■ 記事 ■

————————

説明

埋設管をライニングした繊維強化プラスチック材の硬化状態を検査する検査方法

【課題】埋設管1の内周面3をライニングした樹脂の硬化状態を簡単に検査することができる検査方法を提供する。
【解決手段】内周面3をライニングした繊維強化プラスチック材4が硬化した埋設管11および検査対象とする埋設管11のそれぞれについて、埋設管11の打撃位置に衝撃を与え、この打撃位置から所定距離離間した測定位置で周波数スペクトルを測定し、所定の高周波範囲の周波数スペクトルについての面積と所定の低周波範囲を含む範囲の周波数スペクトルについての面積との比率を硬化値として算出し、両埋設管1の硬化値を比較することにより、検査対象とする埋設管1の繊維強化プラスチック材4の硬化状態を判定する。

【発明の詳細な説明】
【技術分野】
【0001】
本発明は、埋設管をライニングした繊維強化プラスチック材の硬化状態を検査する検査方法に関する。
【背景技術】
【0002】
下水管などの埋設管を補修する方法として、代表的なものに繊維強化プラスチック材を埋設管の内周面に貼り付けることにより補修する施工方法がある。この方法は、埋設管路内にチューブ状の繊維強化プラスチック材を引き込み、現場にて、加熱することにより膨張させて埋設管の内周面に貼りつかせ、さらに、熱や温水などにより熱硬化させ、あるいは、光を照射することにより光硬化させて、埋設管の内周面に繊維強化プラスチック材の内層を形成するものである(以下、繊維強化プラスチック材などのプラスチック材により埋設管の内周面に内層を形成することをライニングするともいう。)。

————————

記事によると、下水管などの埋設管を直す代表的な方法では、何を管の内周面に貼り付けますか。

————————

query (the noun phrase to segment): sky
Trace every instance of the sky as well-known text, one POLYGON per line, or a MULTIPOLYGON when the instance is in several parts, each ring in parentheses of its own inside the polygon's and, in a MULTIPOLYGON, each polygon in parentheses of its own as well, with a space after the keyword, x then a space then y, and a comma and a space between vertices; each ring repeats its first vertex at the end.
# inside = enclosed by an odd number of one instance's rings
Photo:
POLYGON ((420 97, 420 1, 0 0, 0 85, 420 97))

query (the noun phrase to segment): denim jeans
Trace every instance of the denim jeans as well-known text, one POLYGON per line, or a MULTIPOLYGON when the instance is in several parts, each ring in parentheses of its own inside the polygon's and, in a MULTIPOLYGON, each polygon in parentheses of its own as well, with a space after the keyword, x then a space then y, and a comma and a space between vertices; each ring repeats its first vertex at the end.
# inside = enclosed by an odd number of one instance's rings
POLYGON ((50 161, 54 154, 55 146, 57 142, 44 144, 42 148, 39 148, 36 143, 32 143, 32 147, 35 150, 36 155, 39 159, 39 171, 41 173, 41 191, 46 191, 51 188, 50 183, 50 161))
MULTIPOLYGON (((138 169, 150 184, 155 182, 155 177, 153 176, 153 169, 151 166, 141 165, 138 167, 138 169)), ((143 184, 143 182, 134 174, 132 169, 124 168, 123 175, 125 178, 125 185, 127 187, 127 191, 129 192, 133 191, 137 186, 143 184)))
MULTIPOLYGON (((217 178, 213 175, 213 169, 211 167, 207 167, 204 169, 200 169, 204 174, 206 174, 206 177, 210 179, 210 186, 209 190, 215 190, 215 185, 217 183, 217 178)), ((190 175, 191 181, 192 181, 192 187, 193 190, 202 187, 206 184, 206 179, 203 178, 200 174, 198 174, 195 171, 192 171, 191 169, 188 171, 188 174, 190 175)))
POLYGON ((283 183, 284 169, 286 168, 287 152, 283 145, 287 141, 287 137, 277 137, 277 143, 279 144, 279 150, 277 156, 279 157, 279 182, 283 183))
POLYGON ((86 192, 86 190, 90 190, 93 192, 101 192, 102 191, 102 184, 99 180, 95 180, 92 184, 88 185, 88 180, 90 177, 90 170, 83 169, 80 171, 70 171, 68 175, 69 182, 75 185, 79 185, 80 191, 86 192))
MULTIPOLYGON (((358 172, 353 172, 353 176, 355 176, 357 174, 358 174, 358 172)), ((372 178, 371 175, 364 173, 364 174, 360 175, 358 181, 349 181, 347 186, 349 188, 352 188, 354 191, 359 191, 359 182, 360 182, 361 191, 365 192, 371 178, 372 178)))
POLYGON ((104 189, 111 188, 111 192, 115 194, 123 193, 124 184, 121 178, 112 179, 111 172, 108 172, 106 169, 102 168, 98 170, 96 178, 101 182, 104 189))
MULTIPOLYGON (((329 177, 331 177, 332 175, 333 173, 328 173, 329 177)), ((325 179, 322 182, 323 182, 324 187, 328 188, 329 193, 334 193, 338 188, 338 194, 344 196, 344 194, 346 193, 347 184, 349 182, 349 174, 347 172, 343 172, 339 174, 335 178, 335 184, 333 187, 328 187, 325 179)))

————————

■ 答え ■
繊維強化プラスチック材